Start of Exercise text

Isabella Rauti (born 17 November 1962) is an Italian academic, military reserve officer and politician. Since 2 November 2022, Rauti is Undersecretary of Defence and responsible for the Italian Army.

== Biography ==
Daughter of the former leader of the Italian Social Movement Pino Rauti, she graduated in Letters and in Pedagogy at the LUMSA University in Rome, later obtaining a PhD in Pedagogy.

=== Political career ===
When she was very young, she joined the Italian Social Movement. In 1995, with the end of the party, she followed her father in the far-right party Tricolour Flame, with which she ran for the office of Mayor of Rome at the 2001 local elections: she ranked sixth and was not elected. Three years later, in 2004, she joined Gianfranco Fini's National Alliance.

After AN merged into The People of Freedom, Rauti has been elected to the regional council of Lazio at the 2010 regional election, supporting the centre-right candidate Renata Polverini, who is elected President of Lazio.

End of Exercise text
Start of Records provided

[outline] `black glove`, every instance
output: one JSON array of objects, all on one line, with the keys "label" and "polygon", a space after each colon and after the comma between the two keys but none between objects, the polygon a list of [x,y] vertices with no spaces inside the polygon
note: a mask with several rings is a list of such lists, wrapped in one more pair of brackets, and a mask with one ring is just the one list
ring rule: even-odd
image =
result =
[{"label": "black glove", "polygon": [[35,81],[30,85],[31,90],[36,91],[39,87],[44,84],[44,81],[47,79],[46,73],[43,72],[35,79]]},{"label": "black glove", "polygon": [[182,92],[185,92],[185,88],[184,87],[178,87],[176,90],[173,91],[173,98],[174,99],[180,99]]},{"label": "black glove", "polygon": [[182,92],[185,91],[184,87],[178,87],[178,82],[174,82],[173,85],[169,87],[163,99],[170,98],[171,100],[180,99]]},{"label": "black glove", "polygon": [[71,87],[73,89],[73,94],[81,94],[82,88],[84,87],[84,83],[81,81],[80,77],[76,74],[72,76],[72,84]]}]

End of Records provided

### What you need to do
A) According to the biography of Isabella Rauti, why did she move to Tricolour Flame in 1995? Answer in one to three sentences.
B) Write the next part of the biography of Isabella Rauti, picking up after its final sentence.
The listing comes from a separate source.

### Your written answers
A) The Italian Social Movement came to an end in 1995. She then followed her father, Pino Rauti, into the far-right party Tricolour Flame.

B)
With the end of PdL, Rauti joined Giorgia Meloni's right-wing party Brothers of Italy, with which she is elected to the Italian Senate at the 2018 general election, representing the single-member district of Mantua.

On 2 November 2022, Rauti took office as Undersecretary of Defence, responsible for the Italian Army, the Operation Strade Sicure, the training of civilian and military personnel, gender equality and equal opportunities, military sport activities, disability policies, the Military Corps of the Italian Red Cross and the Volunteer Nurses Corps, for relations with the Sovereign Military Order of Malta and the appointment of Defence representatives.

=== Personal life ===
Rauti has been married with former Mayor of Rome Gianni Alemanno from 1992 to 2018. The couple has a son, Manfredi, born in 1995.